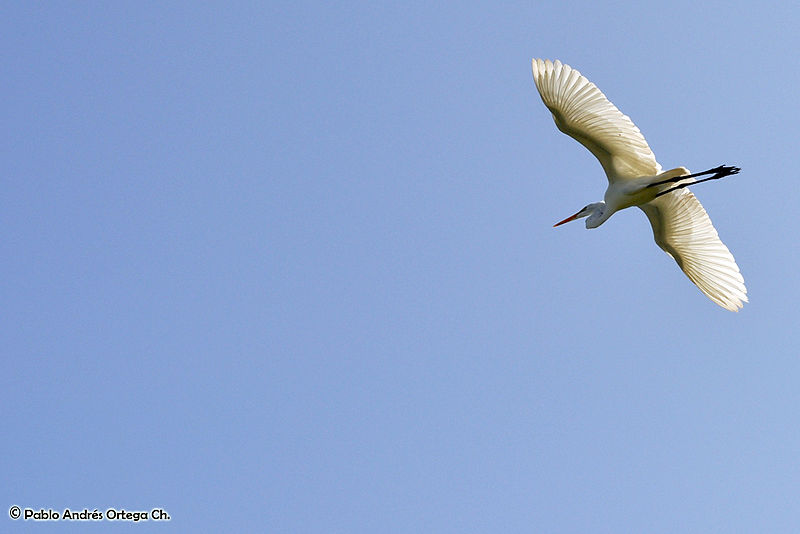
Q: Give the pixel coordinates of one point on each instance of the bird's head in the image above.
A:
==
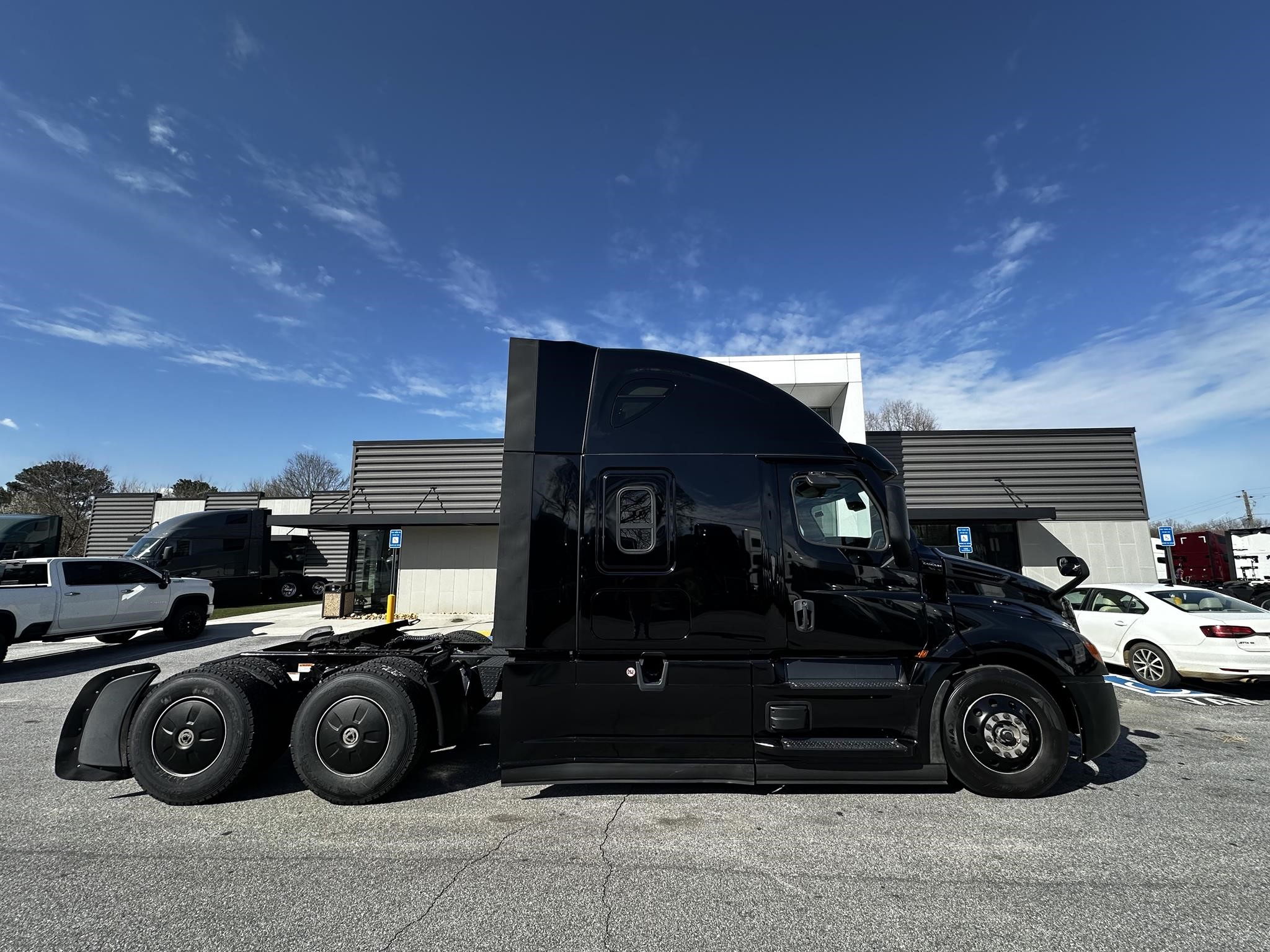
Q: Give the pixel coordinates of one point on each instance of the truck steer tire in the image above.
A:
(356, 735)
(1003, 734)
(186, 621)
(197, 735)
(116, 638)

Challenge: Count how many lines in the material above contain the string "point", with uppercase and lowercase letters treated as different. Give only the number.

Result: 2